Text to read>
•••

JD [interrupts] but you’re saying it was legitimate that these two young fellows should be taken out and shot [JL ‘the war’] in the groin [JL ‘the war’] and bled [JL ‘the war’] to death

JL The war that was fought for Irish independence was legitimate.

JD And then why weren’t they legitimately dealt with then if they had committed a crime?

JL If you, if you’re in a war and you’re attacked militarily, you respond militarily. By whatever means, I mean all is fair in love and war.

JD So you walk up, you walk up to them, take them out of the house and shoot two unarmed men dead?

JL They weren’t they weren’t the only, what, how do you think the Auxiliaries and Black and Tans operated?

JD Oh I know, but do never benchmark yourself against badness. I say it to my kids all the time: do never benchmark yourself against badness. Including your own parents in my case, if I’m the [cursing?] the house or whatever. But anyway I don’t want to trivialise, I want to bring Tom Carew in. Tom Carew good afternoon to you.

Tom Carew; Joe, Joe my ucler is back again, very quiet for many years, I never heard such nonsense: court martials -

JD Well, hang on, from me or from – ?

TC No, not at all, no, from Jack Lane.

JD [I’d be surprised?] to say it’s nonsense from me as well.

•••

Data records>
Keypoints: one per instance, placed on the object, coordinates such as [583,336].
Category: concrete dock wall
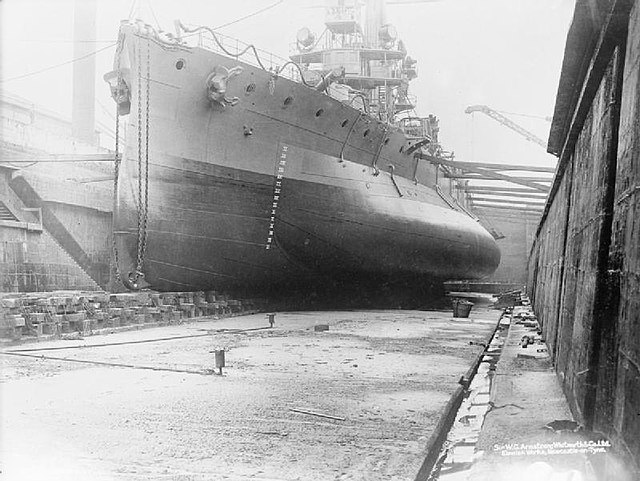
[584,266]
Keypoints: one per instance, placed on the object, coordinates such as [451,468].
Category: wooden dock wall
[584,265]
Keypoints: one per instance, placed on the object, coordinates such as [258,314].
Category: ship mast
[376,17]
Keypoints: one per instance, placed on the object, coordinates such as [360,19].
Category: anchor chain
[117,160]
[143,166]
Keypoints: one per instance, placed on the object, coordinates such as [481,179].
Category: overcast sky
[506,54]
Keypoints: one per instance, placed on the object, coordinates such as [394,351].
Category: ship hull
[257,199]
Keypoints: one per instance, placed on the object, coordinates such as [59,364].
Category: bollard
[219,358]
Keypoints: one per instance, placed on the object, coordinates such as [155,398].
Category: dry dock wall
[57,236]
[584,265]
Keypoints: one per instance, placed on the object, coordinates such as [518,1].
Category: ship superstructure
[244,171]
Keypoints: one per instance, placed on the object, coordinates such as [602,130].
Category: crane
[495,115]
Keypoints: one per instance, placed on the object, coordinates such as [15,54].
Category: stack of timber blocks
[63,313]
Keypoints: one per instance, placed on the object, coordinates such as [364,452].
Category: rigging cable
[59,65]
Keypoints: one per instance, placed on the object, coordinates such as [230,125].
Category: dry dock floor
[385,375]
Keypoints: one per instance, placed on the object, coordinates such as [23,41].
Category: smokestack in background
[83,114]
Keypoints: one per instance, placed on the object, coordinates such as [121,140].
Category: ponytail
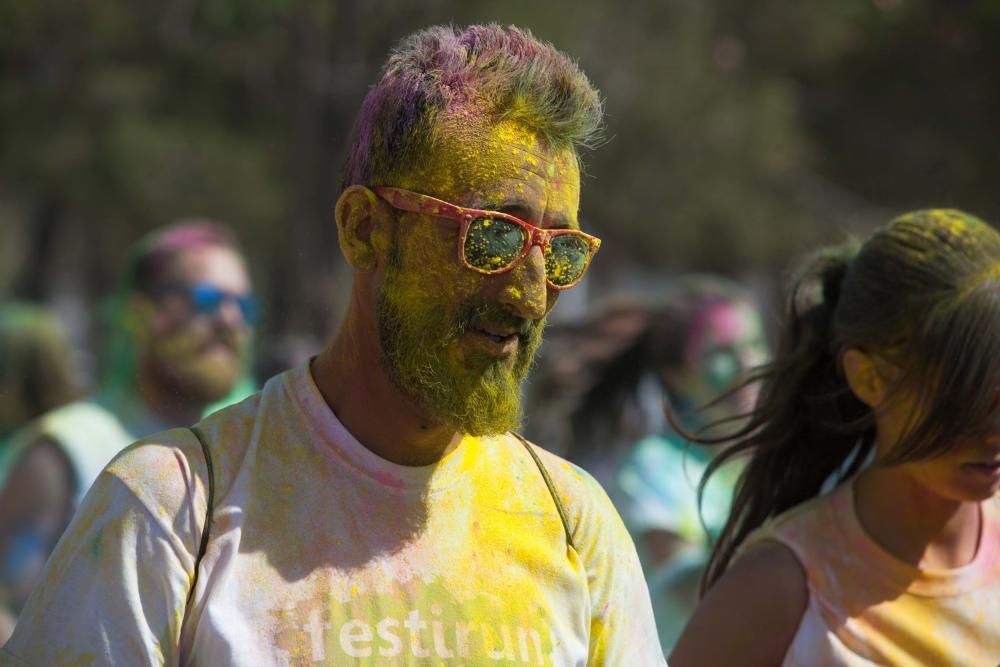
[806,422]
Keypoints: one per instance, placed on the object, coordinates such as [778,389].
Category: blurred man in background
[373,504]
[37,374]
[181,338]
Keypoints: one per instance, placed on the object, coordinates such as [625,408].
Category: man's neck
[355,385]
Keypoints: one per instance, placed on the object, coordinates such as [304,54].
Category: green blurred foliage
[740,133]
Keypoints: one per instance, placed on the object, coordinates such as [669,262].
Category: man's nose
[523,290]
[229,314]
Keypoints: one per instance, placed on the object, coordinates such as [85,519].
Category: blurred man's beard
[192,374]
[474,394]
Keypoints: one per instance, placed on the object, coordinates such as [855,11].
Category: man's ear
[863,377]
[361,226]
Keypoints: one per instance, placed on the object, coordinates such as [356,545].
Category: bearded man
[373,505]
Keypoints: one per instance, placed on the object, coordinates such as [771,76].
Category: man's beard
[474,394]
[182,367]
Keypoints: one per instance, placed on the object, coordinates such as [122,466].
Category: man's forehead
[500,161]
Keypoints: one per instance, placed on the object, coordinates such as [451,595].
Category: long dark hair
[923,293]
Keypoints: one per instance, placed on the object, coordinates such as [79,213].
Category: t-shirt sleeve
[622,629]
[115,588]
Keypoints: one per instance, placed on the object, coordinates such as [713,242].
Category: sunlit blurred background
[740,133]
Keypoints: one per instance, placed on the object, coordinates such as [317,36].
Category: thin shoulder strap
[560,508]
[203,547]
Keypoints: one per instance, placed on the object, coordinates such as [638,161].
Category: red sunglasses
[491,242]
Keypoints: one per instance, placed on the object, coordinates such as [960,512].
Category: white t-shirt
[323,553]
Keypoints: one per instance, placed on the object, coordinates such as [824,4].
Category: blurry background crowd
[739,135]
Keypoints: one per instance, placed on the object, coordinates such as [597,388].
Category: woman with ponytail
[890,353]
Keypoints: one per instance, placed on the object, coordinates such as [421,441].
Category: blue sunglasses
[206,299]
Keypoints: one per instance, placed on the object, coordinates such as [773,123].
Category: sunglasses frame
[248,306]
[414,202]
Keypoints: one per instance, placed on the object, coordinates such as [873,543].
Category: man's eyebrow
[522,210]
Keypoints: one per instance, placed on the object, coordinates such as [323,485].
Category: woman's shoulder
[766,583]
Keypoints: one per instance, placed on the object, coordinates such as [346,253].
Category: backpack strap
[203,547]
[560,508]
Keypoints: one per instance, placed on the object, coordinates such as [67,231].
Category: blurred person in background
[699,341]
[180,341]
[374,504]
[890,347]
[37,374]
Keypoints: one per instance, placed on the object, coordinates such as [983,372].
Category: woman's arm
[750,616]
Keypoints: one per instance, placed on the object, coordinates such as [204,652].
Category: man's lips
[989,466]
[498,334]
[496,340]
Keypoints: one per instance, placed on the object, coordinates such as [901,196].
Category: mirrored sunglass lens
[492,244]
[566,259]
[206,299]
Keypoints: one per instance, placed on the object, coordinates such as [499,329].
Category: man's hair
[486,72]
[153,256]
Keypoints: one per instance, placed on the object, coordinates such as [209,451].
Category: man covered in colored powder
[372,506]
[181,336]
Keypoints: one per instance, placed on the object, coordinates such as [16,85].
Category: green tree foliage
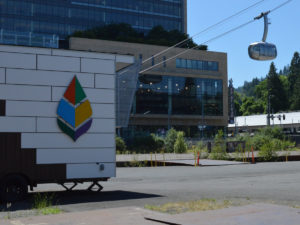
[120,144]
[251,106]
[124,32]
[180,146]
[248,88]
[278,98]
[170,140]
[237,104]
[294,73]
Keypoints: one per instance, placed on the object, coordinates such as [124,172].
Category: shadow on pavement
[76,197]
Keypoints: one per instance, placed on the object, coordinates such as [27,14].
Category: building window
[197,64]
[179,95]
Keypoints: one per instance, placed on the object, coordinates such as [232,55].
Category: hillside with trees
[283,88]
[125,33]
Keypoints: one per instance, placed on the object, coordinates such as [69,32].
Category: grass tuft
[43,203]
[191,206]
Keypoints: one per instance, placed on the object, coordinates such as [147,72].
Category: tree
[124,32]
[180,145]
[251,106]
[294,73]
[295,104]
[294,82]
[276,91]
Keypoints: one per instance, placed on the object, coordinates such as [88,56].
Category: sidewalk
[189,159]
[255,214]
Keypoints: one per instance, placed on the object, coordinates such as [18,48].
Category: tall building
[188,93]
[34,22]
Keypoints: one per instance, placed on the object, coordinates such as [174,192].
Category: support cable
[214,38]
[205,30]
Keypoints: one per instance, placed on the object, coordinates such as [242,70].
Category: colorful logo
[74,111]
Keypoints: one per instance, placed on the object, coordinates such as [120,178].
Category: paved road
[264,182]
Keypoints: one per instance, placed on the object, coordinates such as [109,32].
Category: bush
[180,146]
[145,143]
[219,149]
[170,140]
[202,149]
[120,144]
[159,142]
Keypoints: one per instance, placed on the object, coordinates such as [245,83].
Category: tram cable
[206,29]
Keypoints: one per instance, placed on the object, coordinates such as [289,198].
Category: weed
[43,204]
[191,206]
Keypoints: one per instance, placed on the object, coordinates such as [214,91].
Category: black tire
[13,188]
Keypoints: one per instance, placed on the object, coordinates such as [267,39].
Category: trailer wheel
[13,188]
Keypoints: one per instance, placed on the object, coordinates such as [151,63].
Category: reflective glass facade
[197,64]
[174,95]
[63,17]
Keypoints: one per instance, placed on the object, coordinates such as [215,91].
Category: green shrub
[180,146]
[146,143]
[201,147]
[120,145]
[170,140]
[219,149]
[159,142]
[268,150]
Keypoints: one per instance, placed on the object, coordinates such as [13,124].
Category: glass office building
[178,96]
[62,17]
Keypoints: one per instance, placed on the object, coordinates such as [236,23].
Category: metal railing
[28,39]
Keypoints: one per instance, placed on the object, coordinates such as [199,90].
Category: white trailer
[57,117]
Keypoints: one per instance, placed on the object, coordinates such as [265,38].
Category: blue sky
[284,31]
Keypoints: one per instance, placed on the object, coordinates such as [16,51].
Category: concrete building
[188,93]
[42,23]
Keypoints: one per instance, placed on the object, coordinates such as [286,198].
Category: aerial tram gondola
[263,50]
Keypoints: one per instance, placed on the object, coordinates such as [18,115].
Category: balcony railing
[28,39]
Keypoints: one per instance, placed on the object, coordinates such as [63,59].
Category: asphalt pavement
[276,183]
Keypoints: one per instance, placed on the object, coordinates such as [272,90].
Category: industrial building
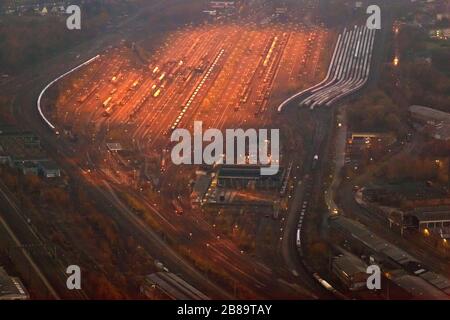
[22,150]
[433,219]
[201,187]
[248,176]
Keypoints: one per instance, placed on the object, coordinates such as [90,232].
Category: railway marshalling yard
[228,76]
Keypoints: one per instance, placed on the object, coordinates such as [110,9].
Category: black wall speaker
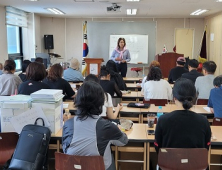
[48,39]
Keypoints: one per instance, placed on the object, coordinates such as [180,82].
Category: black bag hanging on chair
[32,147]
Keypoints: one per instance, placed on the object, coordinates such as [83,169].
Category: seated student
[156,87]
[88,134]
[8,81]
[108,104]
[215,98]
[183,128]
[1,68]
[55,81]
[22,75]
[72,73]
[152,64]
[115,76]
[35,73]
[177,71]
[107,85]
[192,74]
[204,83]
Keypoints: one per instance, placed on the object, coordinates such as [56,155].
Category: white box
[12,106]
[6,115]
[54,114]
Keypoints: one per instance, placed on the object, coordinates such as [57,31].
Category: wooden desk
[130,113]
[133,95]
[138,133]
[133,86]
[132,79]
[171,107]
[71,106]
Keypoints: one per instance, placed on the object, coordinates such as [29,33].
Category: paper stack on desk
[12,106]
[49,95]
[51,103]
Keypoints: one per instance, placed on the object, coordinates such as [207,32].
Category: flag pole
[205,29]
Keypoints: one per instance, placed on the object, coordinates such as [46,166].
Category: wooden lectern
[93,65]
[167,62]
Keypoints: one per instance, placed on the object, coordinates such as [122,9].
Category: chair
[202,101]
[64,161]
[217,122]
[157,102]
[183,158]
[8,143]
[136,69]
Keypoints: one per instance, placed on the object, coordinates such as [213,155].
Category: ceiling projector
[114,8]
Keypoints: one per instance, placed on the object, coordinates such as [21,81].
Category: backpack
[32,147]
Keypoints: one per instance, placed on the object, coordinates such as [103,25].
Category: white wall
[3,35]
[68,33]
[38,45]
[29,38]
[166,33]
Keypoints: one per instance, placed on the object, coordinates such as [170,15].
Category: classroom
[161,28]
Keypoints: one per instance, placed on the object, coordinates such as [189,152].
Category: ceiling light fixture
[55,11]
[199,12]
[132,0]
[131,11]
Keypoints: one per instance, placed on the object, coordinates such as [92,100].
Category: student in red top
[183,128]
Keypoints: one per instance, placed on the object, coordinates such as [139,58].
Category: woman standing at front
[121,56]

•••

Written tasks>
1 > Print the whole transcript again, word for word.
2 > Collect every line in the records that contains the string "ponytail", treating uppercase and lowercase as different.

Expected outputs>
1 >
JD [interrupts] but you’re saying it was legitimate that these two young fellows should be taken out and shot [JL ‘the war’] in the groin [JL ‘the war’] and bled [JL ‘the war’] to death

JL The war that was fought for Irish independence was legitimate.

JD And then why weren’t they legitimately dealt with then if they had committed a crime?

JL If you, if you’re in a war and you’re attacked militarily, you respond militarily. By whatever means, I mean all is fair in love and war.

JD So you walk up, you walk up to them, take them out of the house and shoot two unarmed men dead?

JL They weren’t they weren’t the only, what, how do you think the Auxiliaries and Black and Tans operated?

JD Oh I know, but do never benchmark yourself against badness. I say it to my kids all the time: do never benchmark yourself against badness. Including your own parents in my case, if I’m the [cursing?] the house or whatever. But anyway I don’t want to trivialise, I want to bring Tom Carew in. Tom Carew good afternoon to you.

Tom Carew; Joe, Joe my ucler is back again, very quiet for many years, I never heard such nonsense: court martials -

JD Well, hang on, from me or from – ?

TC No, not at all, no, from Jack Lane.

JD [I’d be surprised?] to say it’s nonsense from me as well.

2 >
Category: ponytail
Category: woman with ponytail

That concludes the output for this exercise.